"""

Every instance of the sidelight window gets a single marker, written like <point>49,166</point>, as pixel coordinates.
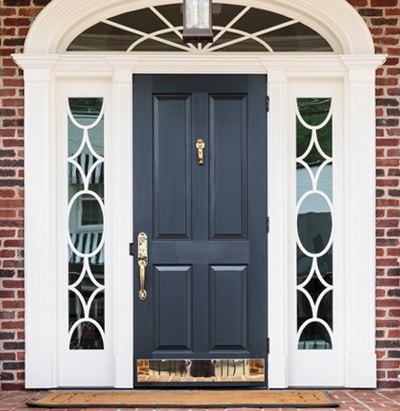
<point>86,223</point>
<point>314,223</point>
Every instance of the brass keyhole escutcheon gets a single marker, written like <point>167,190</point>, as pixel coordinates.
<point>200,145</point>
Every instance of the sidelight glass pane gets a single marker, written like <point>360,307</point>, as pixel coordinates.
<point>315,223</point>
<point>86,223</point>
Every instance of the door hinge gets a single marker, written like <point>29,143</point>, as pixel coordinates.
<point>267,225</point>
<point>267,104</point>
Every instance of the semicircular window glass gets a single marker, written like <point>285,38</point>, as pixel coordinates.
<point>235,27</point>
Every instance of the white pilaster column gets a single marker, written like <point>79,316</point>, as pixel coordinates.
<point>40,226</point>
<point>359,250</point>
<point>120,195</point>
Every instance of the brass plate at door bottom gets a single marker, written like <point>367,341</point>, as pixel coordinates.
<point>200,370</point>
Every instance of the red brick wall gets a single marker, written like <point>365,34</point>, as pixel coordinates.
<point>383,18</point>
<point>15,18</point>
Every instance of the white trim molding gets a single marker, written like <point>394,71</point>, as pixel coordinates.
<point>48,68</point>
<point>336,21</point>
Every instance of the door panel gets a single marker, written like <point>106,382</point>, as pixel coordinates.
<point>206,280</point>
<point>228,174</point>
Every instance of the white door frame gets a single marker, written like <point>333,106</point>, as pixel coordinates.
<point>49,73</point>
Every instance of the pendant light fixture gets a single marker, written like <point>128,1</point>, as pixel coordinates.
<point>197,21</point>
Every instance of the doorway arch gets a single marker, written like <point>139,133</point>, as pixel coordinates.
<point>51,73</point>
<point>337,21</point>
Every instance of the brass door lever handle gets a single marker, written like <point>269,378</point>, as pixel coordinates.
<point>200,145</point>
<point>142,262</point>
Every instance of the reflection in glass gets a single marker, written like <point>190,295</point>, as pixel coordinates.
<point>314,223</point>
<point>86,223</point>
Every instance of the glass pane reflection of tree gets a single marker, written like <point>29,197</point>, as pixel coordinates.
<point>314,223</point>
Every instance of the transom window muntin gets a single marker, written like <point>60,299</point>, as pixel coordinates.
<point>236,28</point>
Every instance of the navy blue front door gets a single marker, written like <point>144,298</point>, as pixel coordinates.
<point>200,195</point>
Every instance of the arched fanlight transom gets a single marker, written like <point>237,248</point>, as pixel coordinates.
<point>235,27</point>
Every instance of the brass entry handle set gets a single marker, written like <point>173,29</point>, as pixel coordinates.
<point>142,241</point>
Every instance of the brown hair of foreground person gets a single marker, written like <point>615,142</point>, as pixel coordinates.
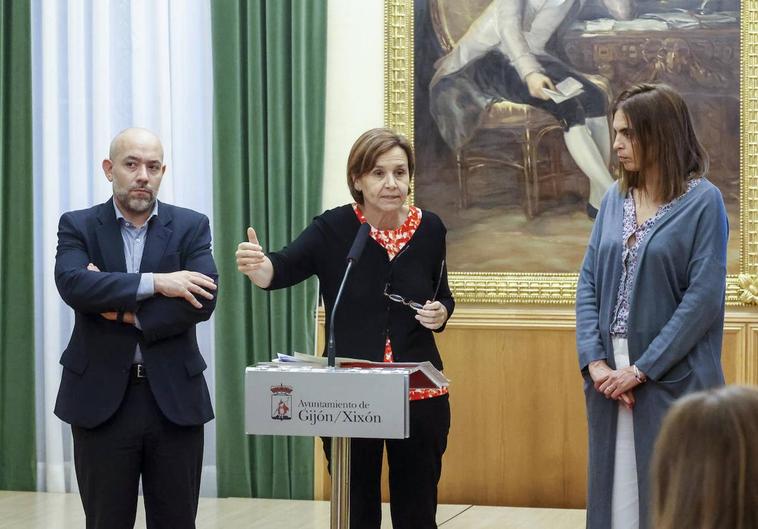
<point>705,465</point>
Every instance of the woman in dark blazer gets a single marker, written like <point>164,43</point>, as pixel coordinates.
<point>398,295</point>
<point>650,298</point>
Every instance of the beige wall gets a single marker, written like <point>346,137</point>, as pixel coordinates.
<point>354,85</point>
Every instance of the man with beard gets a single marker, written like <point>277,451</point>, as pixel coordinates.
<point>139,275</point>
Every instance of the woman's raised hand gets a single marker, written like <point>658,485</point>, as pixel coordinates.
<point>252,262</point>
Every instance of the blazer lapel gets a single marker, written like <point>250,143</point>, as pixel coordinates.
<point>158,235</point>
<point>109,239</point>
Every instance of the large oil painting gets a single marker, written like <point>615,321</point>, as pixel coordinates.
<point>517,184</point>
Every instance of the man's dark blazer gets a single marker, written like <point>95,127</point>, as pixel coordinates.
<point>97,360</point>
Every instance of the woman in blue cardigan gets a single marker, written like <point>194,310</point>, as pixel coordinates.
<point>650,298</point>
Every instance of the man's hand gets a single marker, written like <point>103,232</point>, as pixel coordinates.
<point>184,284</point>
<point>536,81</point>
<point>113,316</point>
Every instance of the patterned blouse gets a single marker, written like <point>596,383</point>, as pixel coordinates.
<point>393,241</point>
<point>630,253</point>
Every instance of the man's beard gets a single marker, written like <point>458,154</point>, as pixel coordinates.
<point>134,204</point>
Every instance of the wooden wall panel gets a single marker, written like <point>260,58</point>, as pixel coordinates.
<point>519,434</point>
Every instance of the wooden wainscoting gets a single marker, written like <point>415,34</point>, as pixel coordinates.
<point>519,434</point>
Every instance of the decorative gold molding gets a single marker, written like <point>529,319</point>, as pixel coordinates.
<point>545,288</point>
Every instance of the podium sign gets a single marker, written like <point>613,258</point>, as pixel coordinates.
<point>329,402</point>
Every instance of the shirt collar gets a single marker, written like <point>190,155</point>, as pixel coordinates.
<point>120,216</point>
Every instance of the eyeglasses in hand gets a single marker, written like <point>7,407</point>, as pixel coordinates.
<point>415,305</point>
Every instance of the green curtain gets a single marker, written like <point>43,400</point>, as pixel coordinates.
<point>17,434</point>
<point>269,92</point>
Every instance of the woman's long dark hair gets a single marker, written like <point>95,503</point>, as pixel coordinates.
<point>662,136</point>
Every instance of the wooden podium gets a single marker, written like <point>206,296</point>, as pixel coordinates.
<point>342,403</point>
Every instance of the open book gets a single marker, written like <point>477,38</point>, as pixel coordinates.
<point>564,90</point>
<point>423,374</point>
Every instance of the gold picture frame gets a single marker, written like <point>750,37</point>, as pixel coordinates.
<point>560,288</point>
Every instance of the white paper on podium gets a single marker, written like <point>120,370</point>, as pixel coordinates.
<point>331,402</point>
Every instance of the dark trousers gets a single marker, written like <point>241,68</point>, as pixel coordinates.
<point>415,465</point>
<point>139,441</point>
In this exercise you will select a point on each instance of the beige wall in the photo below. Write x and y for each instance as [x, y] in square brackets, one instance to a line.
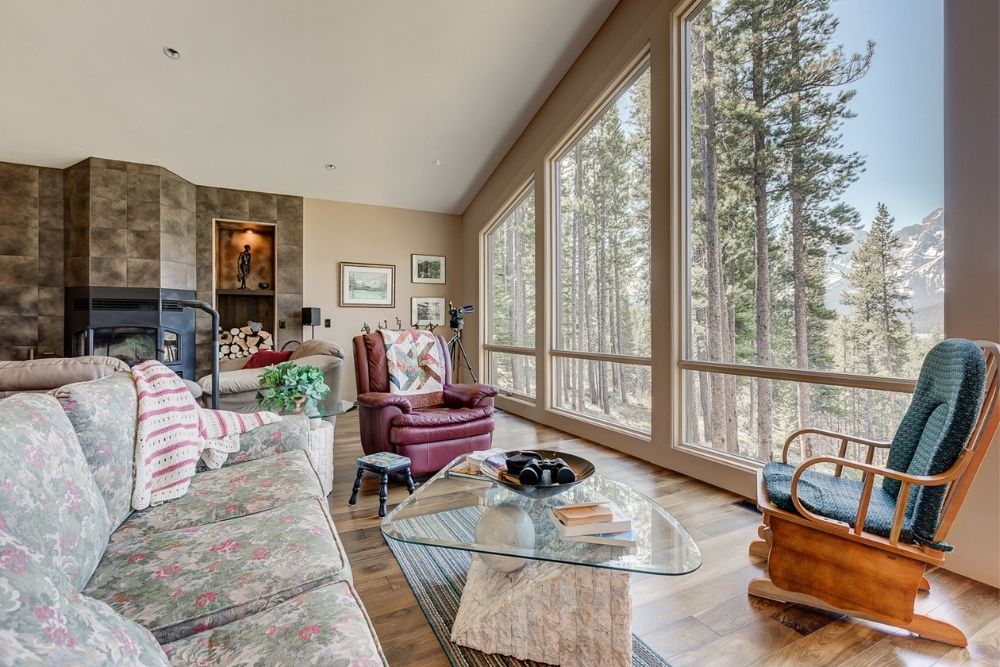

"""

Once the pictures are removed, print all the remaining data exactly as it stands.

◆ Written response
Every instance of the sidelight window gets a single marker, written like <point>49,166</point>, as pixel coordinates.
<point>86,223</point>
<point>314,223</point>
Every instance of the brass keyhole escutcheon gets a single marker, written like <point>167,190</point>, as pixel coordinates.
<point>200,145</point>
Every instance of the sidelight glass pane gets a single marker, written like <point>360,307</point>, as pixel coordinates.
<point>315,223</point>
<point>86,223</point>
Every instance of the door hinge gets a single marker, written like <point>29,143</point>, as pixel coordinates.
<point>267,225</point>
<point>267,104</point>
Every instance of the semicircular window glass gets a single marker, written like <point>285,38</point>, as pixel coordinates.
<point>235,27</point>
Every instance of the white pilaster column gets a single marker, written like <point>79,316</point>, as pixel coordinates.
<point>40,226</point>
<point>359,250</point>
<point>120,195</point>
Every instance of the brass plate at door bottom gets a single marker, written like <point>367,341</point>, as pixel coordinates.
<point>200,370</point>
Every instance of the red brick wall gets a single marker, written like <point>365,34</point>, as pixel coordinates.
<point>383,18</point>
<point>15,18</point>
Every instance of the white trim molding gets a single marker, written like <point>394,71</point>, as pixel coordinates.
<point>48,68</point>
<point>336,21</point>
Every instance of the door panel gets a single marker, written like <point>106,382</point>, as pixel coordinates.
<point>206,280</point>
<point>228,174</point>
Every instance of the white door frame gets a single marker, written like <point>333,106</point>, as pixel coordinates.
<point>49,73</point>
Every instance of the pendant light fixture gets a single marker, written like <point>128,1</point>, as pixel coordinates.
<point>197,21</point>
Every instance of the doorway arch gets a single marker, written like <point>139,133</point>, as pixel coordinates.
<point>51,73</point>
<point>337,21</point>
Every instance of the brass door lever handle gets a single marker, written like <point>269,378</point>, as pixel coordinates.
<point>200,145</point>
<point>142,262</point>
Every instance of the reflection in glass gets a single marker, written like <point>190,295</point>, as pixel coordinates.
<point>314,223</point>
<point>86,223</point>
Every instance of the glass pane reflection of tree gets a single marker, written like <point>29,197</point>, as pixel coordinates.
<point>314,223</point>
Every instance of the transom window muntin gets a single marker, written like <point>60,299</point>, as pixel coordinates.
<point>236,28</point>
Every instance of the navy blue front door gets a single marker, written like <point>144,298</point>, as pixel coordinates.
<point>200,195</point>
Every instance of the arched fanlight transom gets a single marker, written like <point>237,248</point>, as pixel coordinates.
<point>235,27</point>
Every instance of the brass entry handle set gets a single marker, written like <point>173,29</point>, as pixel coordinates.
<point>142,241</point>
Every instance of the brown hair of foreground person gets a single marker, written like <point>615,142</point>, as pixel coordinates.
<point>705,465</point>
Every instance of the woman in dark blazer gets a single marker, written like <point>164,43</point>, as pixel coordinates.
<point>398,295</point>
<point>650,298</point>
Every instance of the beige wall gets a single marker, written like <point>346,137</point>, as pixel coordinates.
<point>354,85</point>
Every instance of the man with beard gets a single marker, written like <point>277,451</point>, as pixel coordinates.
<point>139,275</point>
Every instance of the woman's raised hand gets a single marker, written like <point>658,485</point>, as pixel coordinates.
<point>252,262</point>
Every instance of the blazer lapel gets a single marker, written like <point>250,143</point>, as pixel coordinates.
<point>158,235</point>
<point>109,239</point>
Every instance of the large oil painting gets a single marker, written like <point>615,321</point>, as pixel coordinates.
<point>517,184</point>
Every instance of the man's dark blazer gets a single marker, written like <point>95,127</point>, as pixel coordinates.
<point>97,360</point>
Every instance of the woman in blue cardigan gets a single marker, written like <point>194,310</point>, as pixel coordinates.
<point>650,298</point>
Every instance of the man's hand gets a single marker, written like <point>103,232</point>, as pixel coordinates.
<point>184,284</point>
<point>536,81</point>
<point>113,316</point>
Every instance of the patterned blouse gets a single marker, written like <point>596,383</point>, as pixel coordinates.
<point>393,241</point>
<point>630,253</point>
Every instance of the man's beard gets a single marker, written like <point>458,154</point>, as pixel coordinates.
<point>134,204</point>
Every instance of the wooden wall panel gets a single marker, written like <point>260,58</point>, as pixel coordinates.
<point>519,434</point>
Every instance of the wooden wainscoting gets a single marker, written like <point>415,34</point>, as pixel coordinates.
<point>519,434</point>
Every instance of the decorative gold molding gets a single marker, written like <point>529,319</point>, as pixel coordinates.
<point>545,288</point>
Every instance of the podium sign gets a single marker, written like <point>613,258</point>, as pixel coordinates.
<point>329,402</point>
Every instance of the shirt collar gets a single marker, written like <point>190,155</point>, as pixel coordinates.
<point>120,216</point>
Every instance of the eyeglasses in hand gets a single marker, written like <point>7,407</point>, as pixel coordinates.
<point>415,305</point>
Every instance of the green curtain gets a single marker, written like <point>43,400</point>, as pixel coordinates.
<point>17,434</point>
<point>269,92</point>
Every instance of the woman's long dark hair gets a single marker, written like <point>95,503</point>, as pixel coordinates.
<point>662,136</point>
Every instance of the wooden podium gets a single marker, written like <point>206,296</point>, as pixel coordinates.
<point>342,403</point>
Every instance of the open book gets a single marker, written like <point>477,38</point>, as pixel coordinates.
<point>564,90</point>
<point>423,374</point>
Every instance of the gold picture frame gets a single marker, written like <point>750,37</point>, as pixel coordinates.
<point>560,288</point>
Every instance of the white paper on podium gets a single marker, written like <point>120,370</point>, as pixel coordinates.
<point>331,402</point>
Every instance of the dark trousers gets a single marker, written like <point>241,68</point>, as pixel coordinates.
<point>415,465</point>
<point>139,441</point>
In this exercise you will select a point on each instance of the beige wall in the photo below. Write x and y for each instance as [x, y] in square brackets, one instance to a line.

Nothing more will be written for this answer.